## Reading text:
++++++++++

The Minister was required to meet two objectives in the 2020 Leaving Certificate, the court said. First, the results had to be statistically accurate. Second, they had to be acceptable to the universities, future employers and the public at large. The court held that these standards were not easily met, because certain information may have made the model more accurate but less acceptable to the public. For example, if wealthier children from private school got higher results, this would be statistically accurate but not amenable to the public.
The expert evidence indicated that removing school historic data (SHD) was removing a significant source of information for accurate assessment. Having outlined the iterations which the final standardisation was based on, the court held that the SHD would have been included but for the intervention of the Minister, who had expressed doubts throughout the process about its use. In fact, the court found that there was significant internal debate surrounding the proper method of calculation.
It was also noted that the predicted grades of teachers nationwide were very inflated from previous years. In 2019, 5.8 percent of exams resulted in top marks, whereas teachers’ estimated grades for 2020 put that figure at 13.2 percent.
Determination of Issues
After reviewing the evidence, Mr Justice Meenan turned to determine the issues in the case. First, the court held that the decisions taken by the Minister were not justiciable by the court. The judge said that the Minister was fundamentally engaged in policy decisions when devising the new system. The court restated that the purpose of the Minister’s decisions was to create a grading system that was acceptable to the public. Relying on well-established case law such as T.D. v. Minister for Education  4 I.R. 259 and Garda Representative Association v. Minister for Public Expenditure and Reform  IECA 18, the court said it was not the place for a court to intervene in the merits of these policy decisions taken by the Executive.

++++++++++

## Provided information:
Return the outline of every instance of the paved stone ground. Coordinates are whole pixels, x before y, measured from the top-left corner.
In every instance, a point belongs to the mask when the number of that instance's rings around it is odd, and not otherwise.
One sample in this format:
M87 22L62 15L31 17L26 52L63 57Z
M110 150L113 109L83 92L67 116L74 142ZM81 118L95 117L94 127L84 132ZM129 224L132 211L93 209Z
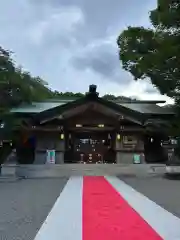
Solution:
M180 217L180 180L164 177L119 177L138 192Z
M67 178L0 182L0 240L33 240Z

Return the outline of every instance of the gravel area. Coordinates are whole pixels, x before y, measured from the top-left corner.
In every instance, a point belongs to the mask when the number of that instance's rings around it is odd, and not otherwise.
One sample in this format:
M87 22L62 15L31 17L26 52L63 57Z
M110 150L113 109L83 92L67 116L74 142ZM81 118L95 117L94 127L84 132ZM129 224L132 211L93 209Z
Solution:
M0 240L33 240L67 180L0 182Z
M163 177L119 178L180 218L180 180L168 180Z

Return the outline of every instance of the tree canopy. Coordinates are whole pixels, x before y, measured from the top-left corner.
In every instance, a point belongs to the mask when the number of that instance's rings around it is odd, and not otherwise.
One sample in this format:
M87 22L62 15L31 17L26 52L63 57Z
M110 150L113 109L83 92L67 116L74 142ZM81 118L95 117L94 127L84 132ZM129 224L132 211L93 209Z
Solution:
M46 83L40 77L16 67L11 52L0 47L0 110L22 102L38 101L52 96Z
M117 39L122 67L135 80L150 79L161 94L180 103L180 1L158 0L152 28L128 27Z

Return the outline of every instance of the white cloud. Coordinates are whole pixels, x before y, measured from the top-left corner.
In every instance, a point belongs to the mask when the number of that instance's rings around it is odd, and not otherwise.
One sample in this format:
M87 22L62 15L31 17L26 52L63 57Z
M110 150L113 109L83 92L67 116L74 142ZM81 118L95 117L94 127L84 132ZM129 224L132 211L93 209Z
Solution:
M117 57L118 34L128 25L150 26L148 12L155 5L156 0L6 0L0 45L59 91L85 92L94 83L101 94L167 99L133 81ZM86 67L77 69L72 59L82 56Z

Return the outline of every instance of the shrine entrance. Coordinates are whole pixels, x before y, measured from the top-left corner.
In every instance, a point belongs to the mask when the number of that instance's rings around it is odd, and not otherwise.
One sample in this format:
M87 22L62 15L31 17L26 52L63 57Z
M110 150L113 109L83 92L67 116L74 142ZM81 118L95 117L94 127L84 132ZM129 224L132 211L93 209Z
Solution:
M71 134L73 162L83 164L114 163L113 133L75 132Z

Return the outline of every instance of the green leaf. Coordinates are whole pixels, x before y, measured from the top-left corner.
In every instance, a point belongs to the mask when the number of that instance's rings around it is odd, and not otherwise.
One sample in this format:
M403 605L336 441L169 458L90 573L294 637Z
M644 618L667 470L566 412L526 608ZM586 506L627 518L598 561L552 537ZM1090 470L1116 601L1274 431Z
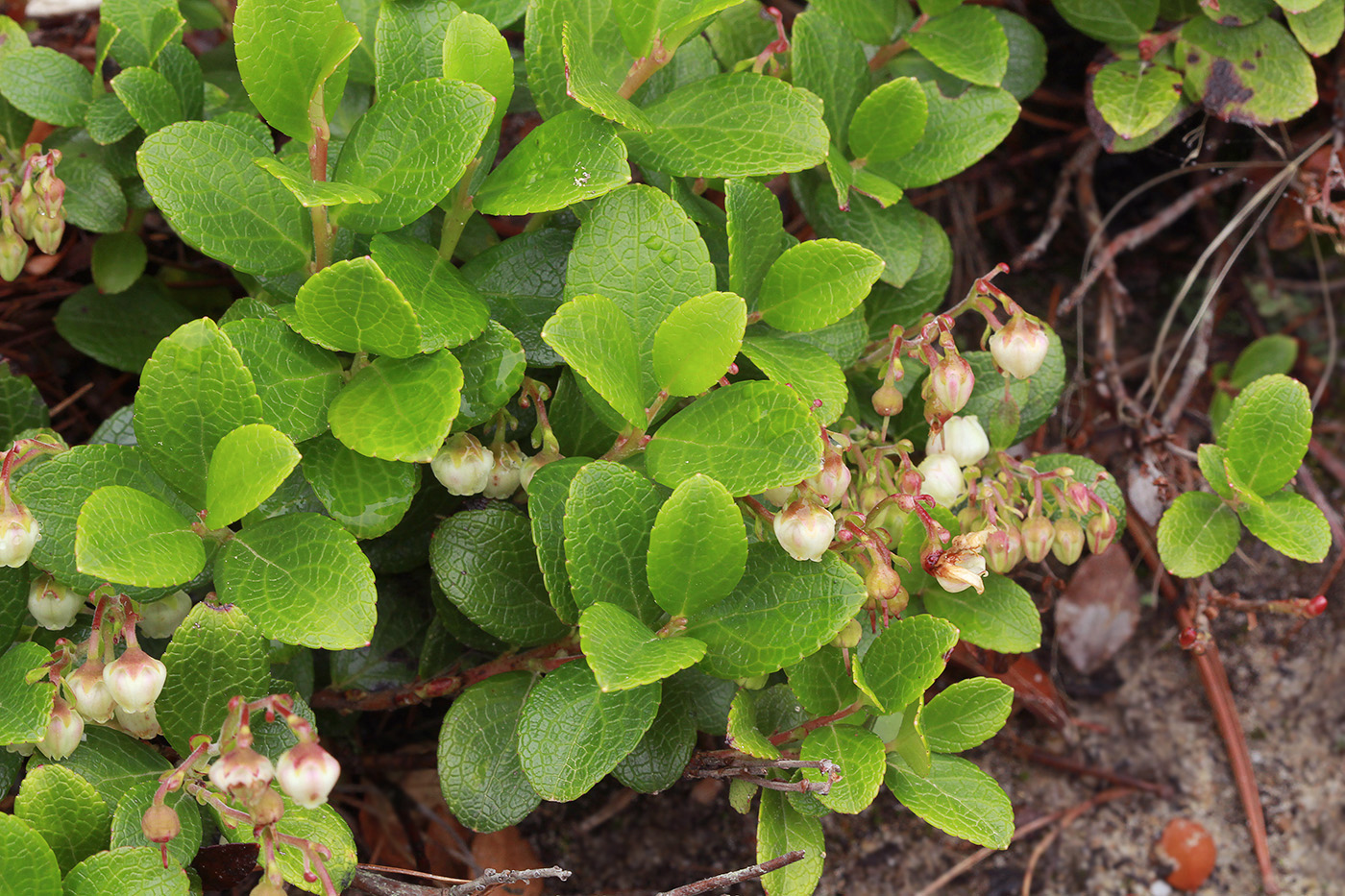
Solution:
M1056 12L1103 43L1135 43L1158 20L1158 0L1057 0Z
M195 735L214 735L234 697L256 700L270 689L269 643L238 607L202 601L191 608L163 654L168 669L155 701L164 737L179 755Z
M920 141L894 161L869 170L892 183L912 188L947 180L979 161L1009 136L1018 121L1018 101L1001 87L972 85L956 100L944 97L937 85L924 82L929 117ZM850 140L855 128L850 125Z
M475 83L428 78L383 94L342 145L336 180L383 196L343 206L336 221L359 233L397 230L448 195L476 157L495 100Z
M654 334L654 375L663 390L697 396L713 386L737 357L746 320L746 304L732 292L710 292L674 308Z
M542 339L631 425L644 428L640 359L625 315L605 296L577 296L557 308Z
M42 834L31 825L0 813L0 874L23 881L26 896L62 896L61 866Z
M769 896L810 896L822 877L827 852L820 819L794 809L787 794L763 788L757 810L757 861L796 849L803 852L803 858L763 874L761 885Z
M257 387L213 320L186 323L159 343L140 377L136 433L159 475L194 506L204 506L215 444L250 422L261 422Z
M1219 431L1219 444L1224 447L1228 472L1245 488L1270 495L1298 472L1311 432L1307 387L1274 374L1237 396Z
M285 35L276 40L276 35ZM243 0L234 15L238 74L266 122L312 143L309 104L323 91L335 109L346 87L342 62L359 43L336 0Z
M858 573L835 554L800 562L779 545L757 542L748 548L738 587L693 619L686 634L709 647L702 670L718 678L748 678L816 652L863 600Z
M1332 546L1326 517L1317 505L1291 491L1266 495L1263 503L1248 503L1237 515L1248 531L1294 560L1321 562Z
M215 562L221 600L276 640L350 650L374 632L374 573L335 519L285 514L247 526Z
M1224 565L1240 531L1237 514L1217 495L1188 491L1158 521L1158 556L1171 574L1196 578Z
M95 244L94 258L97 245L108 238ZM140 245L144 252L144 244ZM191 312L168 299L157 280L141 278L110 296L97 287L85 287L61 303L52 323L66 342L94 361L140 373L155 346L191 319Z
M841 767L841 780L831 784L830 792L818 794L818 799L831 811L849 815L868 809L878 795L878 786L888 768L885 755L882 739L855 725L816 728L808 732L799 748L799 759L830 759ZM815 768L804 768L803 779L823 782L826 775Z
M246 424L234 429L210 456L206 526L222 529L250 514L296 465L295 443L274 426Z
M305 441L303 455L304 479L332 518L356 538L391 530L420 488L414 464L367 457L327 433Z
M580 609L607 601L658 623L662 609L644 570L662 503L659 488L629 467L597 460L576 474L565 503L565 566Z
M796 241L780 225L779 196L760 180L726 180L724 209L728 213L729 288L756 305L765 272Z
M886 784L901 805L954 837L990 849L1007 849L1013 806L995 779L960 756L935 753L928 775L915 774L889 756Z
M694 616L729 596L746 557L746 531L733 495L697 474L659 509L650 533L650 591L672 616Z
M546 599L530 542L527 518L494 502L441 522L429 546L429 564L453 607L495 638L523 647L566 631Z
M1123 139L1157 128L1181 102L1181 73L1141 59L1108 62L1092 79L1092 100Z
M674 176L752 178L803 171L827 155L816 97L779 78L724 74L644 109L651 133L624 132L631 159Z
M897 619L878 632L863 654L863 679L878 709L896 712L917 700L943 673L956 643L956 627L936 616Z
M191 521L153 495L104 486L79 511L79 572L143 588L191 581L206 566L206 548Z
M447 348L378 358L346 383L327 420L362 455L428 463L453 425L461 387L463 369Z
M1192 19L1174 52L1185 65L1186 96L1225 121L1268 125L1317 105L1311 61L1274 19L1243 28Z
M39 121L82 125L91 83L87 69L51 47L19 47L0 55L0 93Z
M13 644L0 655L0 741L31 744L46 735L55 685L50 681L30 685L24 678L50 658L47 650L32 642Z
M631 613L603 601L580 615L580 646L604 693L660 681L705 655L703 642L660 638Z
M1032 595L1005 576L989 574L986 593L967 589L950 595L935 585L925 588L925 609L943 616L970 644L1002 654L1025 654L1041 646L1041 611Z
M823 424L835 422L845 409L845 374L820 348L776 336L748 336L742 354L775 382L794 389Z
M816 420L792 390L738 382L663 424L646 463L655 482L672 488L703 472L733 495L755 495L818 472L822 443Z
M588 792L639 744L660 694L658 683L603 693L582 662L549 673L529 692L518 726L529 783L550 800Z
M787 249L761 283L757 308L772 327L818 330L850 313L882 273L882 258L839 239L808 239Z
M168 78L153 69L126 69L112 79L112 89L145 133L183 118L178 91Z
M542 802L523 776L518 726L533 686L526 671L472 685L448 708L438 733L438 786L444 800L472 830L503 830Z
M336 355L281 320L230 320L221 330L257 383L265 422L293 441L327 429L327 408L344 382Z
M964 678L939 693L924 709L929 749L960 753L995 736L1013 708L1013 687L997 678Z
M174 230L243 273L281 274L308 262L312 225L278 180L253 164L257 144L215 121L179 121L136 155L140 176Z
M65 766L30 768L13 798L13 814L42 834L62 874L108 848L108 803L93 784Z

++++++++++

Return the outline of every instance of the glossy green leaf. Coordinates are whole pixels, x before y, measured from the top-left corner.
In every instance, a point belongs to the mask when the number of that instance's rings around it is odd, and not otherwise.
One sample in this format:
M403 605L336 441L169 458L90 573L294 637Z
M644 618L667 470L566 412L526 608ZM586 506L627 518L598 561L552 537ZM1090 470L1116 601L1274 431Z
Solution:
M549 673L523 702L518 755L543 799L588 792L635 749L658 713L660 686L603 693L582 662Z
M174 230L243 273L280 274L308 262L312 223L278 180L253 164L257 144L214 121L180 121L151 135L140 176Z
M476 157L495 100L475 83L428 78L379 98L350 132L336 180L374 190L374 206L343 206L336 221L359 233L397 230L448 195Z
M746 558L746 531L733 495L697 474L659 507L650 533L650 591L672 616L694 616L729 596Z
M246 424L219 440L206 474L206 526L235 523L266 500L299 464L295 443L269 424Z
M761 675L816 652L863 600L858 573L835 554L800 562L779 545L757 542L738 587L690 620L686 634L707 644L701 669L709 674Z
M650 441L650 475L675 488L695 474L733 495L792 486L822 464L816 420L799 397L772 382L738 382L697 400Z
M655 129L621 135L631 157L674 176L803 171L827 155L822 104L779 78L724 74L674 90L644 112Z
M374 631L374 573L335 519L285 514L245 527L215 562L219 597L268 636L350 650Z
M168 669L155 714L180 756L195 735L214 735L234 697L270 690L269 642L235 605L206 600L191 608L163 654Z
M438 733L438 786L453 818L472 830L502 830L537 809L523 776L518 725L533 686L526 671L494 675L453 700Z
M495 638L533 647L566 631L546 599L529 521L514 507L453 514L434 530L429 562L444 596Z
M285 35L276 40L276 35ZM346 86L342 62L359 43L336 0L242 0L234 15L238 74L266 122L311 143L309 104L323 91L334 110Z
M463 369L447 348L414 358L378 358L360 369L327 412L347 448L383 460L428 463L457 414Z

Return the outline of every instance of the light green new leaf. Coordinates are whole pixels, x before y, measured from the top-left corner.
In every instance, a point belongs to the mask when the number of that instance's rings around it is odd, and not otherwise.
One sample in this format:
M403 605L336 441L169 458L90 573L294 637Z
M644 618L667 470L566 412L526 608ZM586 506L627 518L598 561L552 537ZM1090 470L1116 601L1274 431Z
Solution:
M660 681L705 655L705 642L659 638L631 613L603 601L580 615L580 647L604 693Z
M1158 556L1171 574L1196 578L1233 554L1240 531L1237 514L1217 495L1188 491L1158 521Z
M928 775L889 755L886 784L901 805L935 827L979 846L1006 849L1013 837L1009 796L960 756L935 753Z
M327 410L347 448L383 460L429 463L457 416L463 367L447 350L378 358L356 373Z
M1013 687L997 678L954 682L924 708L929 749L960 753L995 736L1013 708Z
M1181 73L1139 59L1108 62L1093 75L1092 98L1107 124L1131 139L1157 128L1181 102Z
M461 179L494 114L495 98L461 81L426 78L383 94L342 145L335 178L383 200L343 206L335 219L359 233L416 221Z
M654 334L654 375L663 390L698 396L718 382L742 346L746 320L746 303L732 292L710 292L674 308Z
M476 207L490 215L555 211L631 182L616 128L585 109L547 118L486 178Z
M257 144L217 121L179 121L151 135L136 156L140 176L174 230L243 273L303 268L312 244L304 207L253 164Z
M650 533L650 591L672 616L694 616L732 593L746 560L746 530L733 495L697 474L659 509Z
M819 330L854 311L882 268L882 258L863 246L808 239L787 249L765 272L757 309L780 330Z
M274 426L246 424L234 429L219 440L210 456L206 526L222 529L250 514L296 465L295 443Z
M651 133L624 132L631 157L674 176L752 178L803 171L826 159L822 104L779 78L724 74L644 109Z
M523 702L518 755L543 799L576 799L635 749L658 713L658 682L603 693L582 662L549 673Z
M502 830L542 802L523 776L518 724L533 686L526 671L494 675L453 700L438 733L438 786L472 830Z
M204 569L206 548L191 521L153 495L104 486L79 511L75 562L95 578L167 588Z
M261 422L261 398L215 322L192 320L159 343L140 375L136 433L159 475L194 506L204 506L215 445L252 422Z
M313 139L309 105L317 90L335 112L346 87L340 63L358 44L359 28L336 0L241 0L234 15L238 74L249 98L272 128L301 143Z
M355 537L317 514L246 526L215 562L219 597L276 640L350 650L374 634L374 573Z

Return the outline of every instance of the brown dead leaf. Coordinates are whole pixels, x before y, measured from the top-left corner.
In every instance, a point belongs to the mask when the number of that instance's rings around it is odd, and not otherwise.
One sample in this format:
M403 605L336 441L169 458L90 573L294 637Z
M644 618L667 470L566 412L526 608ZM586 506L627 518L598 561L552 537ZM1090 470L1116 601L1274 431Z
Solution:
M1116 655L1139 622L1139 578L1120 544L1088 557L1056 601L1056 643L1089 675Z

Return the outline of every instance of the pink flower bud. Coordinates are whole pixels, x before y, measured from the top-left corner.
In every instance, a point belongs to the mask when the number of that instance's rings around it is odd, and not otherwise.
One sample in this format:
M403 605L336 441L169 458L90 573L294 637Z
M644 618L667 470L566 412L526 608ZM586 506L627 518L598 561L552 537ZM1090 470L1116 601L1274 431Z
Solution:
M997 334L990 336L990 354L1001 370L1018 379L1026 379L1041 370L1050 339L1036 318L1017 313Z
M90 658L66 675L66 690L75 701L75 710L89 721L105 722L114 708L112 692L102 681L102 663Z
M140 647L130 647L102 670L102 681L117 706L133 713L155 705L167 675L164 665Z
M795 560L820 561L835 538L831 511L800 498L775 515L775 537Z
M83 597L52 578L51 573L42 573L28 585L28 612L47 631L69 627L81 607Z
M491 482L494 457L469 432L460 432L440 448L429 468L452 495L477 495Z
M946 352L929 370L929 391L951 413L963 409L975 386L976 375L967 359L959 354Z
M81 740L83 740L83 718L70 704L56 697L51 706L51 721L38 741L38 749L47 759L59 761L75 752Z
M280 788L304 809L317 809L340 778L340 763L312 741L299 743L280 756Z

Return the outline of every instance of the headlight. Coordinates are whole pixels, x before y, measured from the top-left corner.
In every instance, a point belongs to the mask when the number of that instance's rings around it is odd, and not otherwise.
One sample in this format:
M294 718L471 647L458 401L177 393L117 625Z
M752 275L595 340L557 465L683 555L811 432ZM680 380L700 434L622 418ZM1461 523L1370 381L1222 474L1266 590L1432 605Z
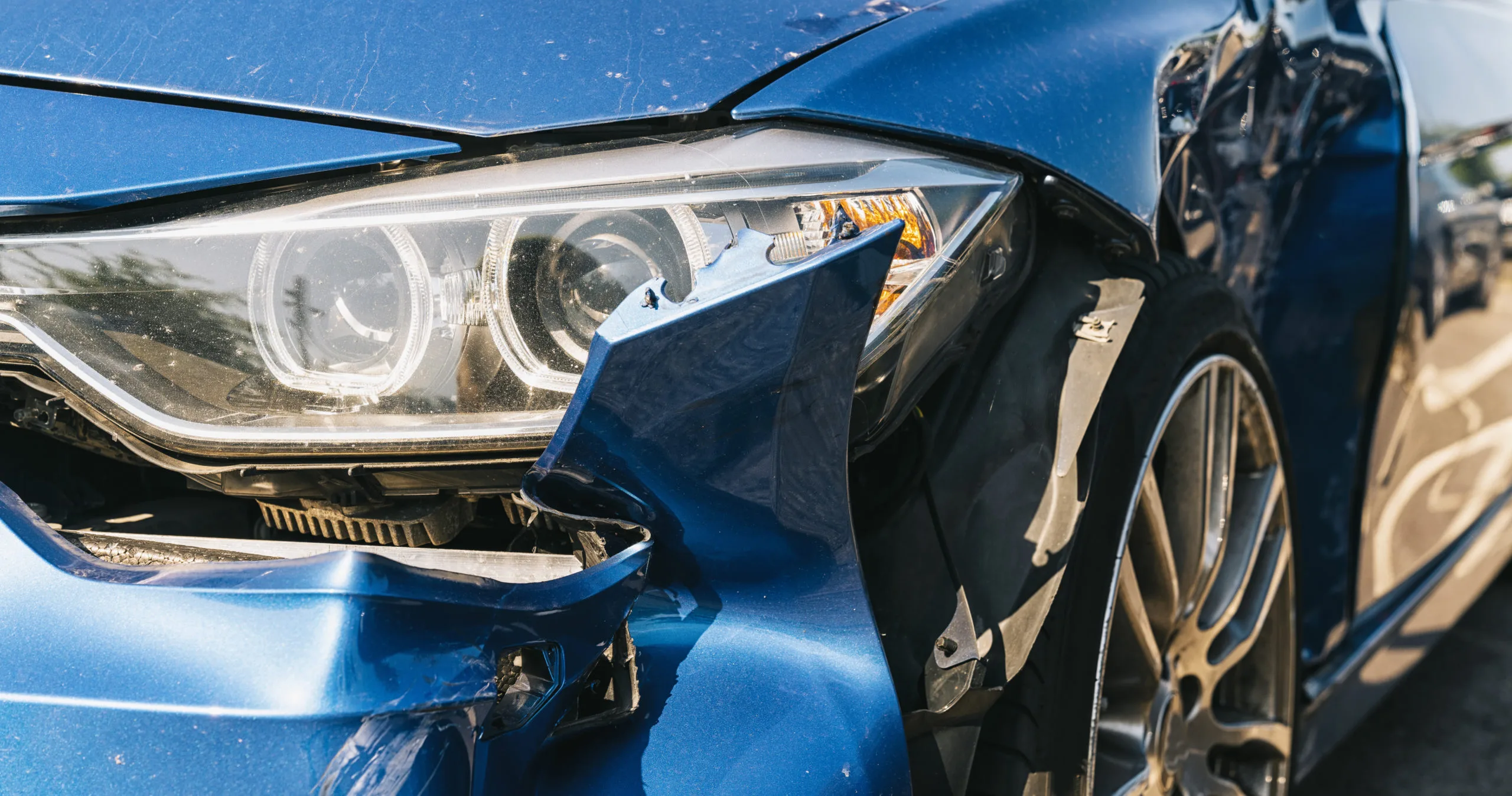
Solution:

++++++++++

## What to work on:
Can you resume the summary of the Leaving Certificate ruling from the point where it stops? The data come from a source unrelated to the summary of the Leaving Certificate ruling.

## Answer for the task:
Further, the court rejected the applicant’s submissions that the Minister had acted in breach of legitimate expectations. The court held that, while the Minister had ultimately resiled from certain public commitments about the way the system would work, the applicant had failed to demonstrate that there was any unfairness in the decision (Glencar Exploration Plc v. Mayo County Council (No. 2)  1 I.R. 84).
The evidence was that Belvedere school had substantially overestimated its grades in H1 and H2s. On a percent basis, students were expected to outperform previous years by between 5 and 30 percent in the applicant’s subjects. As such, “it was not at all surprising that the applicant was downgraded,” the court said. Further, after an examination of the statistical modelling, the removal of the SHD and the mapping tool did not in fact alter the applicant’s marks in a substantial way. Statistically, Belvedere was not adversely affected by the modelling as a whole.
Even if the applicant were to have satisfied the prima facie test for breach of legitimate expectations, he would still be defeated by the public interest defence, the court said. Applying the case law, Mr Justice Meenan held that the Minister was fully entitled to make changes to the standardisation model in pursuit of an acceptable model to the public.
The court therefore rejected the application for judicial review, holding that the award of calculated grades was not “arbitrary, unfair, unreasonable, irrational and unlawful and in breach of the applicant’s legitimate expectations”. The court invited the parties to make submissions on costs and consequential orders, noting that this was a lead case for more than 60 other applications.